══ Records provided ══

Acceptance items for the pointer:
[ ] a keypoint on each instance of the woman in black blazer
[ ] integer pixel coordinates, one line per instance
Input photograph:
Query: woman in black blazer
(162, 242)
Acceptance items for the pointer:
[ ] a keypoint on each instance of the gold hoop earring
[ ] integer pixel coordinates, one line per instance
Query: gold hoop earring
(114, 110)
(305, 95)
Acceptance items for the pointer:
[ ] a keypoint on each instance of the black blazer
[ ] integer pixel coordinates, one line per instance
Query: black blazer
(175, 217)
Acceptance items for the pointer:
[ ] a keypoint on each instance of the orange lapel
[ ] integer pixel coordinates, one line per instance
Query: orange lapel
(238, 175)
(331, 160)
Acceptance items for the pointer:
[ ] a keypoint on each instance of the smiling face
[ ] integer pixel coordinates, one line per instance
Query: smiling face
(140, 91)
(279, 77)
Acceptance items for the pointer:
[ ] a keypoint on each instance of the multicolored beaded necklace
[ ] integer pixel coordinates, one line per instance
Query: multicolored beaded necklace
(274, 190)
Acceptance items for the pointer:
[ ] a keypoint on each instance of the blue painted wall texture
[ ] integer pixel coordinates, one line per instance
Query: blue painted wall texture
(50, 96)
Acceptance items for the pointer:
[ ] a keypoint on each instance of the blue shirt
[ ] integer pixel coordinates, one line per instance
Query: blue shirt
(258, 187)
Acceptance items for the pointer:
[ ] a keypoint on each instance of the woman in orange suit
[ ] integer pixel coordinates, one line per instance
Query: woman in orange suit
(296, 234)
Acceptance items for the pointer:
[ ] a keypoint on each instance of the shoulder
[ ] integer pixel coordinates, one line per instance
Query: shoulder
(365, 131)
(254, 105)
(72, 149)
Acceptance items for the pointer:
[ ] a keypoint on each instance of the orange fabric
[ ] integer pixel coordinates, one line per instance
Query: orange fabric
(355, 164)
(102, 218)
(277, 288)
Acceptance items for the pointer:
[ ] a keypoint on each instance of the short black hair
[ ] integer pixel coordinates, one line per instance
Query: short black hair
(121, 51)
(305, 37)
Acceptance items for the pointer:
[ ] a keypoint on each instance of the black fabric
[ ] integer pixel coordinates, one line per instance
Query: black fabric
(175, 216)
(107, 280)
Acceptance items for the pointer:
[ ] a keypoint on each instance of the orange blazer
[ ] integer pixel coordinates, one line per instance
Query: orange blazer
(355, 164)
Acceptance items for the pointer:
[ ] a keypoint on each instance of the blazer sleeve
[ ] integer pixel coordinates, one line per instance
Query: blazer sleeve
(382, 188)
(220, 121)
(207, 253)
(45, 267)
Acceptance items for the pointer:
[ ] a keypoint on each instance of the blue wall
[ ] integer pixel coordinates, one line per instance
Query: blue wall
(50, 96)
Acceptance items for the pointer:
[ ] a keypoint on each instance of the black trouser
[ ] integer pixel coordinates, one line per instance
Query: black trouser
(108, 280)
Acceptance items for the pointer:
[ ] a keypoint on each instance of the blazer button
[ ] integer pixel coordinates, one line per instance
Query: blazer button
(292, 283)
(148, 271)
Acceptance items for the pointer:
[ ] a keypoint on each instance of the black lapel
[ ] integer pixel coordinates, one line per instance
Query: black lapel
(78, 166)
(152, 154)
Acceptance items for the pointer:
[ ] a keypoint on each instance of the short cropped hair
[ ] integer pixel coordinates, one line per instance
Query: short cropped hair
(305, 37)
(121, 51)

═══

Your reply should repeat the entries above in full, with every character intact.

■ **Answer box**
Acceptance items for the pointer:
[ ] a keypoint on each instance of the woman in black blazer
[ ] integer pixel coordinates, one line per instance
Input photograph:
Query: woman in black blazer
(162, 242)
Acceptance items for the pointer:
[ ] a keypoint on each instance of the gold hoop earring
[ ] integer pixel coordinates, one line per instance
Query: gold hoop earring
(114, 110)
(305, 95)
Acceptance items for the pointer:
[ ] a keypoint on each instance of the black blazer
[ ] integer pixel coordinates, one line per instance
Query: black blazer
(175, 217)
Acceptance items for the pointer:
[ ] a keypoint on each instance of the orange lapel
[ ] integer pixel coordinates, one line per instance
Query: orange lapel
(238, 175)
(331, 160)
Acceptance items for the pointer:
[ ] a keypoint on each instance of the smiling face
[ ] integer pixel coordinates, one line per instance
Query: smiling face
(140, 91)
(279, 77)
Acceptance items for the pointer:
[ ] a keypoint on each instance of the multicolored beaded necklace
[ ] integer pixel coordinates, one line per instance
Query: multicolored beaded necklace
(274, 190)
Acceptance items for the pointer:
[ ] a keypoint on each instance of the blue painted wall texture
[ ] integer pixel coordinates, one line per instance
Query: blue painted wall texture
(50, 96)
Acceptance items for the pointer:
[ ] a keypoint on each instance of the blue shirt
[ ] integer pixel coordinates, one line per instance
Query: blue shirt
(258, 187)
Acceptance items for the pointer:
[ ] a keypoint on each instance of the woman in orange suit
[ ] integer pixel coordinates, one line per instance
Query: woman in orange suit
(296, 234)
Acceptance items for the pointer:
[ ] a keypoint on each instance of the shoulder
[ ] integer pixel coordinates, one line per instance
Query: shoulder
(365, 131)
(254, 105)
(72, 149)
Acceptance items for the pointer:
[ ] a keypoint on each instance of the orange fabric
[ ] integer pixel coordinates, one line per instance
Query: orange fabric
(355, 164)
(102, 218)
(277, 288)
Acceptance items for the pointer:
[ ] a keypoint on each instance of the short black hair
[ ] integer pixel coordinates, one line per instance
Query: short black hair
(121, 51)
(305, 37)
Acceptance items for the pointer:
[ ] a keypoint on each instance of the black fabric
[ ] integer pixel coordinates, one line per instance
Query: black fabric
(175, 216)
(107, 280)
Acceptance items for the pointer:
[ ] a keypoint on each instance of the orange blazer
[ ] integer pixel coordinates, one line per instance
Query: orange blazer
(355, 164)
Acceptance items for the pointer:
[ ] a keypoint on each instance of the blazer sleeve
[ ] integer pixel coordinates, one line per instance
Query: blazer sleeve
(382, 188)
(220, 121)
(207, 253)
(45, 267)
Acceptance items for the pointer:
[ ] a keypoint on each instance of the blue wall
[ ] integer pixel coordinates, one line per instance
Query: blue wall
(50, 96)
Acceptance items for the pointer:
[ ] a keypoint on each instance of the black trouser
[ ] integer pixel coordinates, one line per instance
Query: black trouser
(108, 280)
Acceptance items for the pointer:
[ ] a keypoint on each instance of the blazer button
[ ] integer pixel coordinates, one line per instance
Query: blazer button
(292, 283)
(148, 271)
Acceptance items for the pointer:
[ ] a keypoint on each instance of the black lapel
[ ] integer pixel coordinates, one line per instance
Query: black lapel
(78, 166)
(152, 154)
Acceptance items for the pointer:
[ ] a keypoint on each instance of the short cropped hair
[ ] integer pixel coordinates, one line per instance
Query: short cropped hair
(305, 37)
(121, 51)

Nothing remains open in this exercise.